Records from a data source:

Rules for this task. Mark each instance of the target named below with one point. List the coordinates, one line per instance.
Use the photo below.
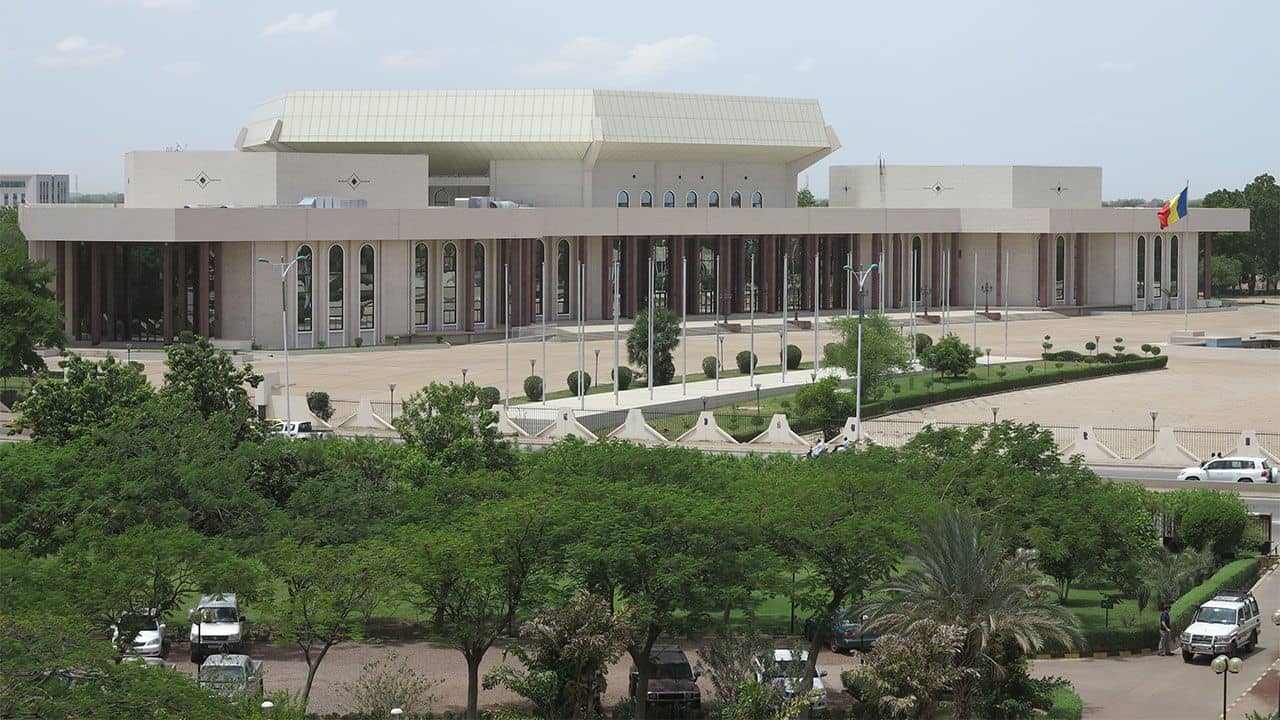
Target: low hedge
(1234, 575)
(1009, 383)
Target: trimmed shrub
(488, 396)
(622, 376)
(534, 388)
(709, 367)
(571, 381)
(794, 356)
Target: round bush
(534, 388)
(488, 396)
(922, 341)
(571, 381)
(709, 367)
(622, 376)
(794, 356)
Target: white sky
(1155, 92)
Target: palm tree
(965, 579)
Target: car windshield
(222, 614)
(672, 671)
(1220, 615)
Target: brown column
(202, 290)
(1000, 269)
(1208, 264)
(167, 287)
(1042, 269)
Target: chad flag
(1173, 210)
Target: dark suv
(672, 683)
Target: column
(167, 290)
(202, 290)
(95, 304)
(1042, 269)
(1000, 269)
(1208, 264)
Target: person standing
(1166, 632)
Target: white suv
(1232, 470)
(1228, 624)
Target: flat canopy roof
(461, 131)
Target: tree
(883, 351)
(950, 356)
(666, 338)
(965, 578)
(452, 425)
(28, 305)
(327, 593)
(210, 378)
(90, 395)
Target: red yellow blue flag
(1173, 210)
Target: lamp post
(284, 326)
(858, 391)
(1223, 665)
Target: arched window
(539, 276)
(1141, 279)
(1060, 269)
(366, 287)
(305, 295)
(449, 285)
(420, 268)
(336, 286)
(478, 283)
(562, 277)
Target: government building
(444, 213)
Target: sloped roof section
(464, 130)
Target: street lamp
(1223, 665)
(284, 327)
(858, 392)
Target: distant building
(26, 188)
(408, 212)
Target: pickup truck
(232, 675)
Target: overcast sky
(1155, 92)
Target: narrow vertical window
(305, 292)
(366, 287)
(449, 285)
(420, 269)
(478, 283)
(336, 287)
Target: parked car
(846, 632)
(150, 638)
(1228, 623)
(216, 625)
(784, 670)
(1232, 470)
(232, 675)
(672, 682)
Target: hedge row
(1239, 574)
(1011, 382)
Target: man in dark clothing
(1166, 633)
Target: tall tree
(28, 305)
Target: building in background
(410, 210)
(31, 188)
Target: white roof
(462, 130)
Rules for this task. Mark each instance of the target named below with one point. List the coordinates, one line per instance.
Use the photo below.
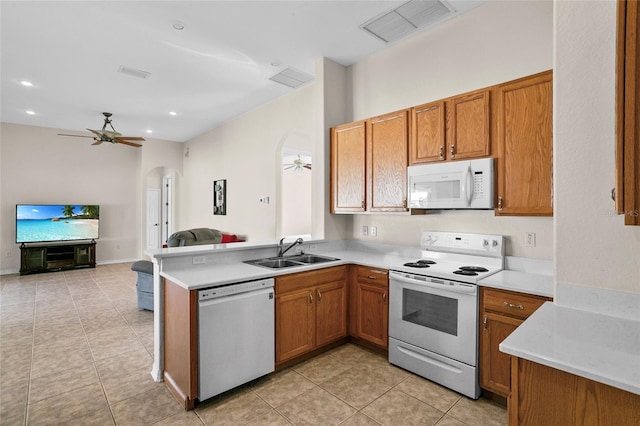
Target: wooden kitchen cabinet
(543, 395)
(348, 177)
(369, 164)
(627, 187)
(387, 145)
(501, 312)
(451, 129)
(369, 305)
(524, 160)
(311, 311)
(181, 343)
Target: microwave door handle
(468, 188)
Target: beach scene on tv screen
(35, 223)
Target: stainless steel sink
(312, 258)
(287, 262)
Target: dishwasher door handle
(235, 296)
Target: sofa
(200, 236)
(190, 237)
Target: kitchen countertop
(523, 282)
(595, 346)
(215, 274)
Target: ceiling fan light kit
(112, 136)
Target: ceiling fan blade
(75, 136)
(131, 138)
(137, 145)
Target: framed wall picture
(220, 197)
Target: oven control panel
(477, 244)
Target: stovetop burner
(465, 272)
(474, 268)
(422, 263)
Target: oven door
(441, 318)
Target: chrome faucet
(282, 251)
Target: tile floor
(74, 349)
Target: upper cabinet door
(427, 133)
(525, 175)
(348, 176)
(387, 145)
(627, 192)
(469, 126)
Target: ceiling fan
(297, 165)
(105, 135)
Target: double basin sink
(290, 261)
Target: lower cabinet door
(331, 312)
(373, 317)
(495, 366)
(295, 324)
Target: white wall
(593, 248)
(496, 42)
(244, 151)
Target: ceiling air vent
(134, 72)
(291, 77)
(405, 19)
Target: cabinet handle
(511, 305)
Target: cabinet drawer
(519, 305)
(372, 275)
(293, 282)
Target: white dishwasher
(236, 335)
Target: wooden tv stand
(57, 257)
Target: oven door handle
(451, 287)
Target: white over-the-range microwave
(452, 185)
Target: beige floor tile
(185, 418)
(398, 408)
(233, 408)
(57, 383)
(357, 387)
(359, 419)
(13, 402)
(282, 387)
(479, 412)
(321, 368)
(447, 420)
(146, 408)
(113, 342)
(431, 393)
(49, 359)
(316, 407)
(83, 406)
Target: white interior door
(153, 219)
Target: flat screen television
(38, 223)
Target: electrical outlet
(530, 239)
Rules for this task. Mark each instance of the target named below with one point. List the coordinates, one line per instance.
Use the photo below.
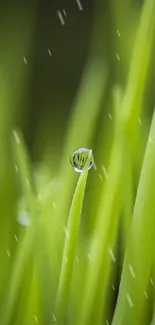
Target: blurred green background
(62, 85)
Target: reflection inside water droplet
(79, 159)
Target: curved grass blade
(140, 251)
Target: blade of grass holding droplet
(70, 245)
(130, 108)
(140, 252)
(24, 246)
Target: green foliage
(84, 255)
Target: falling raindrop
(16, 238)
(118, 33)
(129, 300)
(49, 52)
(8, 253)
(79, 4)
(24, 59)
(112, 255)
(60, 17)
(79, 158)
(132, 271)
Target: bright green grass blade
(70, 245)
(25, 244)
(108, 213)
(140, 251)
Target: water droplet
(16, 168)
(60, 17)
(118, 33)
(151, 281)
(54, 318)
(24, 59)
(118, 57)
(113, 287)
(129, 300)
(112, 255)
(89, 256)
(54, 205)
(100, 176)
(16, 137)
(66, 232)
(49, 52)
(146, 295)
(139, 121)
(79, 158)
(132, 271)
(8, 253)
(79, 4)
(35, 318)
(23, 218)
(77, 259)
(105, 172)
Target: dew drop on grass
(79, 158)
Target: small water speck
(77, 259)
(54, 205)
(117, 56)
(113, 287)
(27, 183)
(35, 318)
(139, 121)
(100, 176)
(151, 140)
(23, 218)
(146, 295)
(54, 318)
(49, 52)
(16, 168)
(151, 281)
(40, 197)
(79, 4)
(62, 21)
(118, 33)
(129, 300)
(132, 271)
(89, 256)
(110, 117)
(105, 172)
(66, 232)
(112, 254)
(16, 137)
(16, 238)
(79, 159)
(8, 253)
(24, 59)
(65, 258)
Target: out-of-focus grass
(60, 268)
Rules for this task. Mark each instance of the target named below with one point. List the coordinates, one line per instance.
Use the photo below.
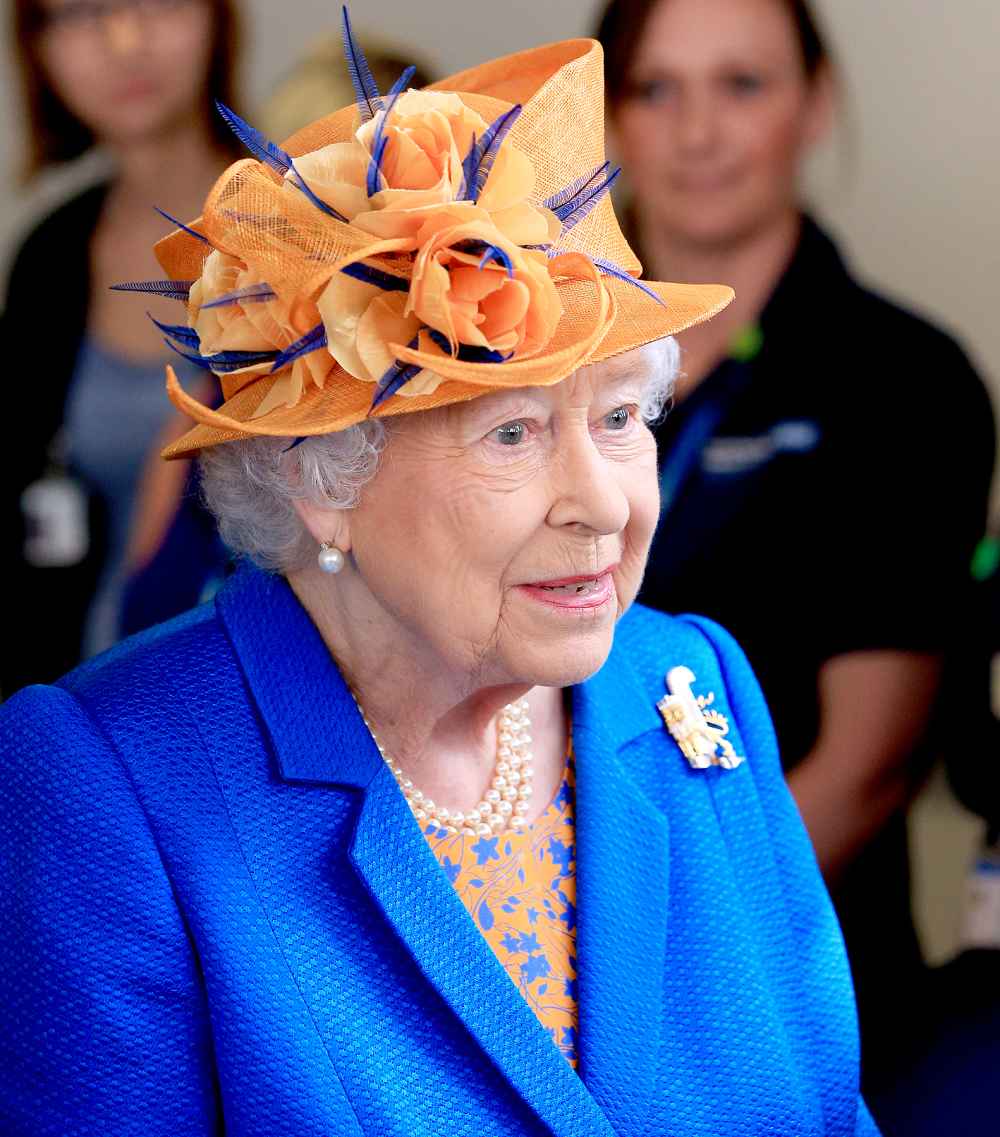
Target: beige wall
(915, 207)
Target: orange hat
(413, 250)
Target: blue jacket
(219, 915)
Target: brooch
(698, 730)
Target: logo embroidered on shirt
(699, 731)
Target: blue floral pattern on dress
(519, 889)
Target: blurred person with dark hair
(825, 472)
(135, 79)
(175, 558)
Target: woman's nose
(590, 494)
(123, 32)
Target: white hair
(250, 484)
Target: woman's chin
(564, 662)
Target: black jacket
(44, 321)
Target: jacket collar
(315, 728)
(319, 738)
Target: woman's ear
(325, 525)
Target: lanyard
(685, 449)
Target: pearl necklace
(508, 798)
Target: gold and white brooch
(699, 731)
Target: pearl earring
(331, 558)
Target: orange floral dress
(519, 889)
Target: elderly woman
(407, 832)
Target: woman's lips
(586, 591)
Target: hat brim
(344, 400)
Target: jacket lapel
(623, 889)
(319, 738)
(389, 848)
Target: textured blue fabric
(219, 916)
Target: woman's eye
(510, 433)
(618, 418)
(746, 83)
(652, 90)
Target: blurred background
(909, 181)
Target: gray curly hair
(250, 484)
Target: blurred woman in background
(815, 424)
(136, 79)
(175, 558)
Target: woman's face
(716, 117)
(128, 71)
(505, 536)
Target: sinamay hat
(413, 250)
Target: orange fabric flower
(509, 307)
(258, 325)
(428, 134)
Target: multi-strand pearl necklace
(508, 799)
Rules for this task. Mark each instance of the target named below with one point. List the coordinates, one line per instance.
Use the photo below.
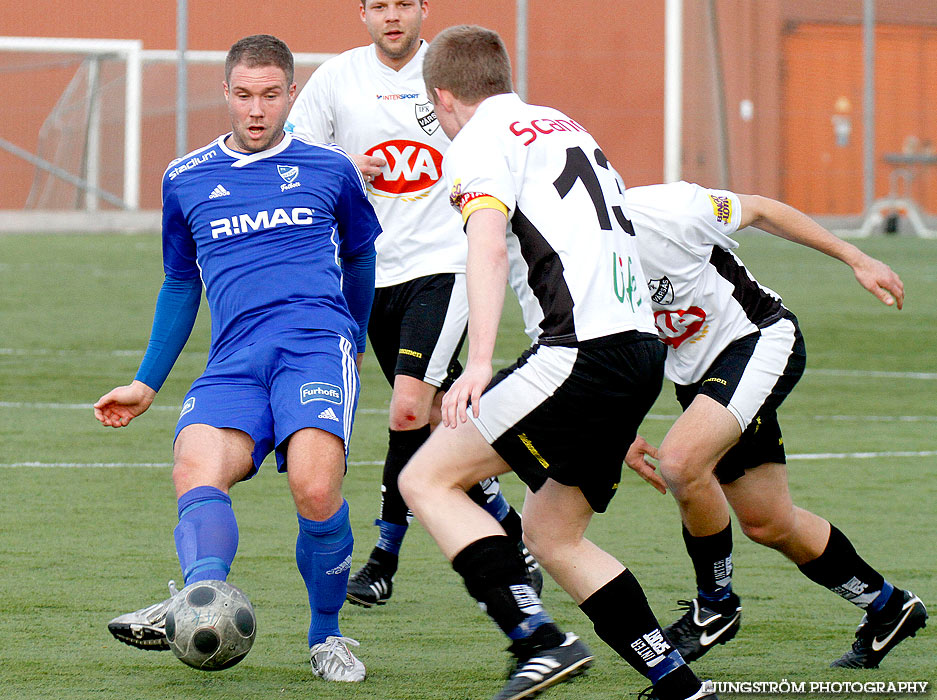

PROBLEM REQUIREMENTS: Convert every line of the records above into a numbered list, skipping blank lines. Leave the pictures out of your answer.

FINAL RESULT:
1. Rules for this task. Mark each instance of the target named below with one point. List the coordinates, one line per instance.
2. Use the photo below.
3. Target: low hedge
4. (1234, 575)
5. (1009, 383)
6. Target: trimmed shrub
7. (488, 396)
8. (622, 376)
9. (534, 388)
10. (709, 367)
11. (571, 381)
12. (794, 356)
13. Target: round bush
14. (534, 388)
15. (488, 396)
16. (922, 341)
17. (571, 381)
18. (709, 367)
19. (622, 376)
20. (794, 356)
21. Target: white sky
22. (1155, 92)
23. Target: palm tree
24. (965, 579)
25. Target: car windshield
26. (222, 614)
27. (672, 671)
28. (1220, 615)
29. Target: brown column
30. (202, 290)
31. (1000, 269)
32. (1208, 264)
33. (167, 287)
34. (1042, 269)
35. Target: chad flag
36. (1173, 210)
37. Target: dark suv
38. (672, 683)
39. Target: column
40. (167, 290)
41. (202, 290)
42. (95, 304)
43. (1042, 269)
44. (1000, 269)
45. (1208, 264)
46. Target: person standing
47. (1166, 632)
48. Target: white suv
49. (1232, 470)
50. (1228, 624)
51. Target: flat canopy roof
52. (461, 131)
53. Target: tree
54. (883, 351)
55. (950, 356)
56. (666, 338)
57. (965, 578)
58. (452, 425)
59. (28, 305)
60. (327, 593)
61. (210, 378)
62. (90, 395)
63. Target: red yellow blue flag
64. (1173, 210)
65. Target: lamp post
66. (284, 326)
67. (858, 391)
68. (1223, 665)
69. Target: arched window
70. (539, 276)
71. (1141, 279)
72. (1060, 269)
73. (366, 287)
74. (305, 295)
75. (449, 285)
76. (420, 268)
77. (336, 286)
78. (478, 283)
79. (562, 277)
80. Target: government building
81. (444, 213)
82. Target: sloped roof section
83. (464, 130)
84. Target: street lamp
85. (1223, 665)
86. (284, 327)
87. (858, 392)
88. Target: distant building
89. (26, 188)
90. (408, 212)
91. Target: pickup truck
92. (232, 675)
93. Target: overcast sky
94. (1155, 92)
95. Target: narrow vertical window
96. (305, 292)
97. (366, 287)
98. (449, 285)
99. (420, 269)
100. (478, 283)
101. (336, 287)
102. Target: parked car
103. (846, 632)
104. (150, 638)
105. (1228, 623)
106. (216, 625)
107. (784, 670)
108. (1232, 470)
109. (232, 675)
110. (672, 682)
111. Target: hedge row
112. (1239, 574)
113. (1011, 382)
114. Target: man in dark clothing
115. (1166, 633)
116. Target: tall tree
117. (28, 305)
118. Target: building in background
119. (410, 210)
120. (31, 188)
121. Target: white roof
122. (462, 130)
123. Rules for this task. Mark each instance of the target named below with one point. List the coordinates, one line per instance.
124. Use the photo below.
125. Target: wooden kitchen cabinet
126. (543, 395)
127. (348, 177)
128. (369, 164)
129. (627, 187)
130. (387, 145)
131. (501, 312)
132. (451, 129)
133. (369, 305)
134. (524, 160)
135. (311, 311)
136. (181, 343)
137. Target: microwave door handle
138. (468, 188)
139. Target: beach scene on tv screen
140. (35, 223)
141. Target: stainless steel sink
142. (312, 258)
143. (287, 262)
144. Target: dishwasher door handle
145. (235, 296)
146. Target: sofa
147. (200, 236)
148. (190, 237)
149. Target: kitchen countertop
150. (523, 282)
151. (595, 346)
152. (215, 274)
153. Target: ceiling fan light kit
154. (112, 136)
155. Target: ceiling fan blade
156. (75, 136)
157. (131, 138)
158. (137, 145)
159. Target: framed wall picture
160. (220, 197)
161. Target: oven control panel
162. (477, 244)
163. Target: stovetop burner
164. (465, 272)
165. (474, 268)
166. (422, 263)
167. Target: oven door
168. (441, 318)
169. Target: chrome faucet
170. (282, 251)
171. Target: tile floor
172. (74, 349)
173. Target: upper cabinet door
174. (427, 133)
175. (525, 175)
176. (348, 176)
177. (387, 145)
178. (627, 192)
179. (469, 126)
180. Target: ceiling fan
181. (297, 165)
182. (105, 135)
183. Target: double basin sink
184. (290, 261)
185. Target: lower cabinet door
186. (331, 312)
187. (373, 317)
188. (495, 366)
189. (295, 324)
190. Target: white wall
191. (593, 248)
192. (496, 42)
193. (244, 151)
194. Target: ceiling air vent
195. (134, 72)
196. (291, 77)
197. (405, 19)
198. Target: cabinet handle
199. (511, 305)
200. Target: cabinet drawer
201. (519, 305)
202. (372, 275)
203. (293, 282)
204. Target: white dishwasher
205. (236, 335)
206. Target: wooden tv stand
207. (57, 257)
208. Target: oven door handle
209. (451, 287)
210. Target: white over-the-range microwave
211. (452, 185)
212. Target: beige floor tile
213. (185, 418)
214. (398, 408)
215. (233, 408)
216. (57, 383)
217. (357, 387)
218. (359, 419)
219. (13, 402)
220. (282, 387)
221. (479, 412)
222. (321, 368)
223. (447, 420)
224. (146, 408)
225. (113, 342)
226. (431, 393)
227. (49, 359)
228. (316, 407)
229. (83, 406)
230. Target: white interior door
231. (153, 219)
232. Target: flat screen television
233. (38, 223)
234. Target: electrical outlet
235. (530, 239)
236. Rules for this task. Mark each instance of the target named below with one point. List the coordinates, one line per instance.
237. Use the photo below.
238. Target: blurred green background
239. (62, 85)
240. Target: reflection inside water droplet
241. (79, 159)
242. Target: curved grass blade
243. (140, 251)
244. Target: blade of grass holding droplet
245. (70, 245)
246. (130, 108)
247. (140, 252)
248. (24, 246)
249. Target: green foliage
250. (84, 255)
251. Target: falling raindrop
252. (16, 238)
253. (118, 33)
254. (129, 300)
255. (49, 52)
256. (8, 253)
257. (79, 4)
258. (24, 59)
259. (112, 255)
260. (60, 17)
261. (79, 158)
262. (132, 271)
263. Target: bright green grass blade
264. (70, 245)
265. (25, 244)
266. (108, 213)
267. (140, 251)
268. Target: water droplet
269. (16, 168)
270. (60, 17)
271. (118, 33)
272. (151, 281)
273. (54, 318)
274. (24, 59)
275. (118, 57)
276. (113, 287)
277. (129, 300)
278. (112, 255)
279. (89, 256)
280. (54, 205)
281. (100, 176)
282. (16, 137)
283. (66, 232)
284. (49, 52)
285. (146, 295)
286. (139, 121)
287. (79, 158)
288. (132, 271)
289. (8, 253)
290. (79, 4)
291. (35, 318)
292. (23, 218)
293. (77, 259)
294. (105, 172)
295. Target: dew drop on grass
296. (79, 158)
297. Target: small water speck
298. (77, 259)
299. (54, 205)
300. (117, 56)
301. (113, 287)
302. (27, 183)
303. (35, 318)
304. (139, 121)
305. (100, 176)
306. (151, 140)
307. (23, 218)
308. (146, 295)
309. (54, 318)
310. (49, 52)
311. (16, 168)
312. (151, 281)
313. (40, 197)
314. (79, 4)
315. (62, 21)
316. (118, 33)
317. (129, 300)
318. (132, 271)
319. (89, 256)
320. (110, 117)
321. (105, 172)
322. (66, 232)
323. (112, 254)
324. (16, 137)
325. (16, 238)
326. (79, 159)
327. (8, 253)
328. (24, 59)
329. (65, 258)
330. Target: out-of-focus grass
331. (60, 268)
332. Rules for this task. Mark each instance of the target named below with one point. List the coordinates, one line per instance.
333. Use the photo below.
334. Target: beige wall
335. (915, 207)
336. Target: orange hat
337. (413, 250)
338. Target: blue jacket
339. (219, 915)
340. Target: brooch
341. (698, 730)
342. Target: logo embroidered on shirt
343. (699, 731)
344. Target: blue floral pattern on dress
345. (519, 889)
346. Target: blurred person with dark hair
347. (825, 472)
348. (135, 79)
349. (175, 558)
350. Target: woman's nose
351. (590, 494)
352. (123, 32)
353. Target: white hair
354. (250, 484)
355. Target: woman's chin
356. (564, 662)
357. Target: black jacket
358. (44, 321)
359. Target: jacket collar
360. (315, 728)
361. (319, 738)
362. Target: woman's ear
363. (325, 525)
364. Target: lanyard
365. (685, 449)
366. Target: pearl necklace
367. (508, 798)
368. Target: gold and white brooch
369. (699, 731)
370. Target: pearl earring
371. (331, 558)
372. Target: orange floral dress
373. (519, 889)
374. Target: elderly woman
375. (407, 832)
376. Target: woman's lips
377. (586, 591)
378. Target: hat brim
379. (344, 400)
380. Target: jacket lapel
381. (623, 889)
382. (319, 738)
383. (389, 848)
384. Target: textured blue fabric
385. (219, 916)
386. Target: woman's eye
387. (510, 433)
388. (618, 418)
389. (746, 83)
390. (652, 90)
391. Target: blurred background
392. (909, 181)
393. Target: gray curly hair
394. (250, 484)
395. Target: blurred woman in background
396. (815, 424)
397. (136, 79)
398. (175, 558)
399. Target: woman's face
400. (716, 117)
401. (128, 71)
402. (505, 536)
403. Target: sinamay hat
404. (413, 250)
405. Target: orange fabric flower
406. (509, 307)
407. (258, 325)
408. (428, 134)
409. Target: multi-strand pearl necklace
410. (508, 799)
411. Rules for this task. Mark each instance of the target named below with one point. List the coordinates, one line per instance.
412. Use the photo below.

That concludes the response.